**Required work:** Find each line of the material below that contains the word "roof", and copy those lines out in full. Treat uppercase and lowercase as different.

**Source records:**
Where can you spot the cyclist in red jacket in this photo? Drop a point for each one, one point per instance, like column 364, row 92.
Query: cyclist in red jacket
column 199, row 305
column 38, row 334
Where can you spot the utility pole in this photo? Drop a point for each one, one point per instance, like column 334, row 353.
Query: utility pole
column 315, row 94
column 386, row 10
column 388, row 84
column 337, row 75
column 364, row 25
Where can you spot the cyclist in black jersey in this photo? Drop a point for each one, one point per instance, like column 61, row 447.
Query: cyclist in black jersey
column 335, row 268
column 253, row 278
==
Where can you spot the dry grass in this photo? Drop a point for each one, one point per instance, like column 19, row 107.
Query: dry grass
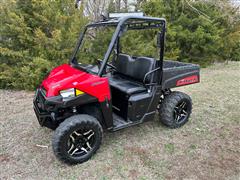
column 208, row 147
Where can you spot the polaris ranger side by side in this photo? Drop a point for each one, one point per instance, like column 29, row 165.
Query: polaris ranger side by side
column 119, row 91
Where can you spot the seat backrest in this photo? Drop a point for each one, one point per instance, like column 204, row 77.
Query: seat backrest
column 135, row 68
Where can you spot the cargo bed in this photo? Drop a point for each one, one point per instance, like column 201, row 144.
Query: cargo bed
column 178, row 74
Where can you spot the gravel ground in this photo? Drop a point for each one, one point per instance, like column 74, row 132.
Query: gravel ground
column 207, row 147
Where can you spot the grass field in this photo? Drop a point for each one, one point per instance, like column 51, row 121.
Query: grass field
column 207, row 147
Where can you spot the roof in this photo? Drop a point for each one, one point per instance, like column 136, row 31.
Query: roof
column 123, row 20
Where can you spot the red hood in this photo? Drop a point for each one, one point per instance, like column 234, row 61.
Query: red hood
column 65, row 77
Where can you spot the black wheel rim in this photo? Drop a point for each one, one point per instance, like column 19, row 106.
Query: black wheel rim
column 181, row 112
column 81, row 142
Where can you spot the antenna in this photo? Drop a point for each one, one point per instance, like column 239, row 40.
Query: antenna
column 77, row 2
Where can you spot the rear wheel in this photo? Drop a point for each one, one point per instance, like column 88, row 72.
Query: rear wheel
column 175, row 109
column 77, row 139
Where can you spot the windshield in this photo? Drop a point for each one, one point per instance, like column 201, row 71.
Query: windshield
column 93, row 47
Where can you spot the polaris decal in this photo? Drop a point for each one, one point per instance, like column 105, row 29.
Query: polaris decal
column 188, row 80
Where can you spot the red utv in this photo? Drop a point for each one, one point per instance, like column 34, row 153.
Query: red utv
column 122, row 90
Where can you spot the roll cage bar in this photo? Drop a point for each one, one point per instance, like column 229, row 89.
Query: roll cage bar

**Response for this exercise:**
Where can you spot the roof in this photo? Drop a point for each one, one point per instance, like column 136, row 31.
Query: roof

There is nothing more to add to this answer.